→ Study text
______

Everything seemed fine, and it passed standard checks on tools like mxtoolkit and intodns.

Since then, I've had problems with some domains blocking my emails, which I think I've narrowed to being the fault of a mismatch between the HELO hostname and the mx record, and I think I've solved that problem.

While diagnosing the problem, I used the tool https://www.mail-tester.com to check my outgoing emails for issues a spam filter might dislike, and it identified a pair of surprising ones:

Sender Policy Framework (SPF) is an email validation system designed to prevent email spam by detecting email spoofing, a common vulnerability, by verifying sender IP addresses.

What we retained as your current SPF record is:

v=spf1" "a" "mx" "ip4:XX.XX.XX.XX" "?all

We found an SPF entry on your server but it has still not been propagated.

If you recently modified your DNS, please wait a few hours and then test again.

______

→ What needs to be done
Write out the entire post about the SPF record and blocked emails word for word. These rows come from a source unrelated to the post.

→ Supplied records
______

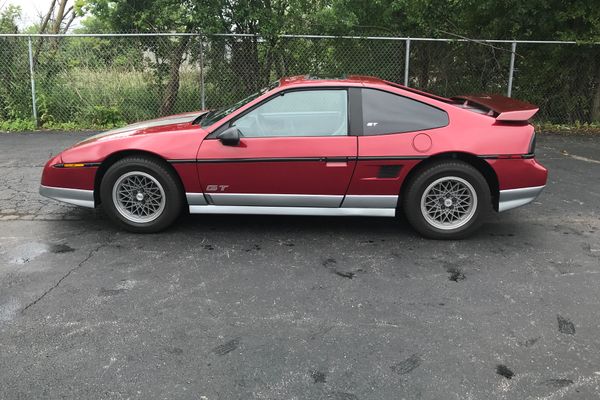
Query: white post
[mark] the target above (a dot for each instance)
(406, 62)
(32, 81)
(512, 68)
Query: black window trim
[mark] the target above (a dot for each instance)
(354, 124)
(406, 97)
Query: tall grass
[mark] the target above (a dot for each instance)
(110, 97)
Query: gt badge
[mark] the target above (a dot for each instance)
(216, 188)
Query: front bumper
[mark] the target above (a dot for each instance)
(78, 197)
(513, 198)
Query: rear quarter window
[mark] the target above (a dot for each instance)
(386, 113)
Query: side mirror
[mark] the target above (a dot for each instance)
(230, 136)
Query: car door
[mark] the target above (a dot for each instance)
(294, 151)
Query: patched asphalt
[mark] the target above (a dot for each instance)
(255, 307)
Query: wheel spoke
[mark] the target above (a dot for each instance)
(449, 202)
(139, 197)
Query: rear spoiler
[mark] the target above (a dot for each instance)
(502, 107)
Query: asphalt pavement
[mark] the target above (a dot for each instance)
(255, 307)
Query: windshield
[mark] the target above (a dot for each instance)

______

→ Answer for the task
Everything seemed fine, and it passed standard checks on tools like mxtoolkit and intodns.

Since then, I've had problems with some domains blocking my emails, which I think I've narrowed to being the fault of a mismatch between the HELO hostname and the mx record, and I think I've solved that problem.

While diagnosing the problem, I used the tool https://www.mail-tester.com to check my outgoing emails for issues a spam filter might dislike, and it identified a pair of surprising ones:

Sender Policy Framework (SPF) is an email validation system designed to prevent email spam by detecting email spoofing, a common vulnerability, by verifying sender IP addresses.

What we retained as your current SPF record is:

v=spf1" "a" "mx" "ip4:XX.XX.XX.XX" "?all

We found an SPF entry on your server but it has still not been propagated.

If you recently modified your DNS, please wait a few hours and then test again.